--- Records shown ---

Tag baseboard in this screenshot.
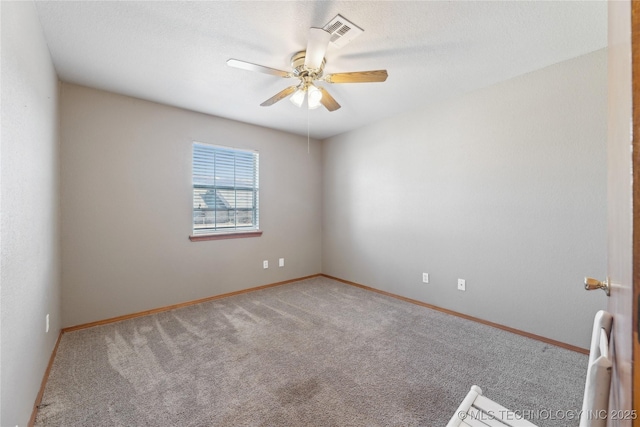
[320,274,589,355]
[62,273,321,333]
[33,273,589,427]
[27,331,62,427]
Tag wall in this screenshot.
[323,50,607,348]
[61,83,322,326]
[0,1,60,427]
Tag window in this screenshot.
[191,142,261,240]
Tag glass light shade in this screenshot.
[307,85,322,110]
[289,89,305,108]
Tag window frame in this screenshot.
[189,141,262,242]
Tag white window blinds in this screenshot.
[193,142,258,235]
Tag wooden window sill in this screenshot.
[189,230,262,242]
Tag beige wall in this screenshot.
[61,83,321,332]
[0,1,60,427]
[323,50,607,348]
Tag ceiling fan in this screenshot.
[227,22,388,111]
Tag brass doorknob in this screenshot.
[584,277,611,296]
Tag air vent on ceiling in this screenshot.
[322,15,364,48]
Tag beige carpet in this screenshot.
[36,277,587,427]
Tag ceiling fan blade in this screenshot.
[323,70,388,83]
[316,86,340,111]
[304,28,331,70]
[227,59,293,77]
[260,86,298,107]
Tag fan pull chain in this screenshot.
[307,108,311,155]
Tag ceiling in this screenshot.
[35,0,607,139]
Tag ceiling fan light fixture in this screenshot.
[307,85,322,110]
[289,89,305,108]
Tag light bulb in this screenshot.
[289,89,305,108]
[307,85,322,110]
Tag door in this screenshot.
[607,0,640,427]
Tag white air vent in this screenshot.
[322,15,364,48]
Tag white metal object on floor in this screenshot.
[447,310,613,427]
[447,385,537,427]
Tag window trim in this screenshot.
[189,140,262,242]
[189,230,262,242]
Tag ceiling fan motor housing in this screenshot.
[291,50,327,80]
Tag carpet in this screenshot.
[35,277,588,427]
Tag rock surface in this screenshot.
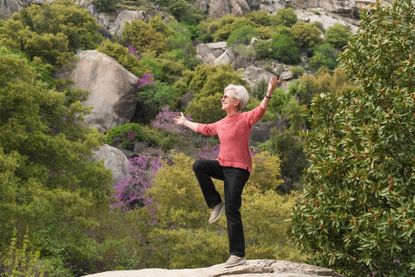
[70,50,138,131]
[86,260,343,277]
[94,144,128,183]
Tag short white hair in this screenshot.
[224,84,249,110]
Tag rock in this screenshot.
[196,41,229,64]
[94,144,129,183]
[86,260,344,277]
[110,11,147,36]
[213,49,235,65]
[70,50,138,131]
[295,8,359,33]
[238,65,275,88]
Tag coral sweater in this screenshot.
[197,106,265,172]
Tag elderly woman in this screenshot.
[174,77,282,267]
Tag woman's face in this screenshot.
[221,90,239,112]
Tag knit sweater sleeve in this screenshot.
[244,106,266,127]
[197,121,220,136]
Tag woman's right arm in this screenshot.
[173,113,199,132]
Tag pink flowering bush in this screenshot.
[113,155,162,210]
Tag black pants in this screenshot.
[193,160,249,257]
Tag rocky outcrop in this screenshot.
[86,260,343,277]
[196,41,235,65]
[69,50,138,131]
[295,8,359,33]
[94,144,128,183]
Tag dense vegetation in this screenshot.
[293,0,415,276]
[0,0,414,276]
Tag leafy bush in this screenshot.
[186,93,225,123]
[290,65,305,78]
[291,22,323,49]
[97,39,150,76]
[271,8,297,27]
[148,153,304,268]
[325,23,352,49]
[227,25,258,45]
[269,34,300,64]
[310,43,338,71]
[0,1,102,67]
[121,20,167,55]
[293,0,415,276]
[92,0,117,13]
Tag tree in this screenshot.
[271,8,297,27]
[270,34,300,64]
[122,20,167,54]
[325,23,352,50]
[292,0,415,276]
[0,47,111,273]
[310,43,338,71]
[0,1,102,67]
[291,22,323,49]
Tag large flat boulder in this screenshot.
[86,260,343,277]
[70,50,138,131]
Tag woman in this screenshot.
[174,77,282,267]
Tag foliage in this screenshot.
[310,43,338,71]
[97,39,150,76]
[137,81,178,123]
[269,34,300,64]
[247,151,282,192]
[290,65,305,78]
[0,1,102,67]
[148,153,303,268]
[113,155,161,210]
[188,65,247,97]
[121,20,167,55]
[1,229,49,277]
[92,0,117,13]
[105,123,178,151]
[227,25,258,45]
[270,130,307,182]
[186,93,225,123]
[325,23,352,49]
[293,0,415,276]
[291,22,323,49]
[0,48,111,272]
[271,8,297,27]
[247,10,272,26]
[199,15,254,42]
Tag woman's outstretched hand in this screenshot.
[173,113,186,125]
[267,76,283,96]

---
--- Records shown ---

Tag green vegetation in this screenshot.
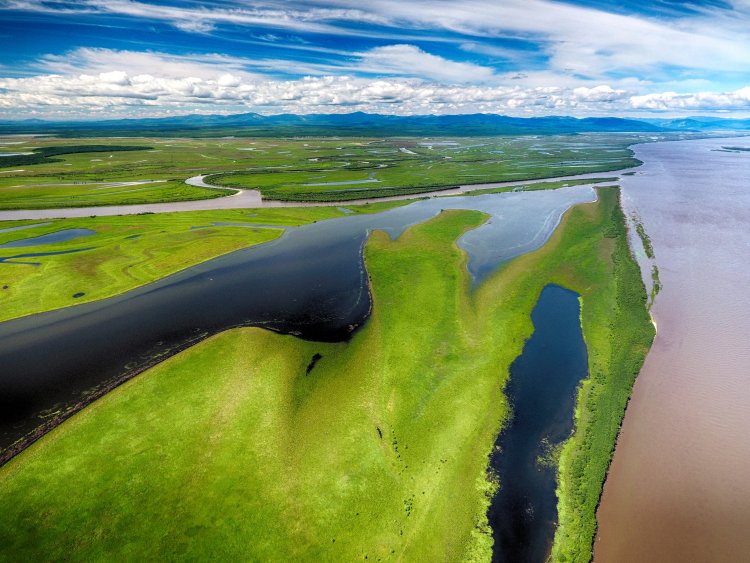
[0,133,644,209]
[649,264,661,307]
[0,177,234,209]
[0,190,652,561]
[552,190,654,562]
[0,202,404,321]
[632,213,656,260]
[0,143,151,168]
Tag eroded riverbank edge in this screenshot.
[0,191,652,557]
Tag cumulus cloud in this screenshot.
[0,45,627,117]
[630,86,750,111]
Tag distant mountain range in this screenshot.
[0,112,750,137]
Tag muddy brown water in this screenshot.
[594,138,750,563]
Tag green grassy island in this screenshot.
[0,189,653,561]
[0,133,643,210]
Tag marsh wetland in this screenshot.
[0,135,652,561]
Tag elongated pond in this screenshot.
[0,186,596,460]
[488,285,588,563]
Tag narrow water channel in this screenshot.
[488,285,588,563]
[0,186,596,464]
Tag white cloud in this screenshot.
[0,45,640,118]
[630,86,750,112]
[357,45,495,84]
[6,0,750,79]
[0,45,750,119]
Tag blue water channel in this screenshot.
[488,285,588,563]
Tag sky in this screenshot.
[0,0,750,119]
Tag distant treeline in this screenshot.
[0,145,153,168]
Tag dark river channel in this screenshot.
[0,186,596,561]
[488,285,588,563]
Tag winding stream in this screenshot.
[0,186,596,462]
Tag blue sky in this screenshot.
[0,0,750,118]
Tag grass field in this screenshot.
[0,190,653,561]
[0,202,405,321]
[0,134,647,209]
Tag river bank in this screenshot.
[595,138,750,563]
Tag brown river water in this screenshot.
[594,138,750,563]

---

- _Stated exercise_
Pick out every line of the items above that contains the word "sweater", and copy each one in full.

- _In response_
Tag coral sweater in this screenshot.
Tag knit sweater sleeve in this screenshot.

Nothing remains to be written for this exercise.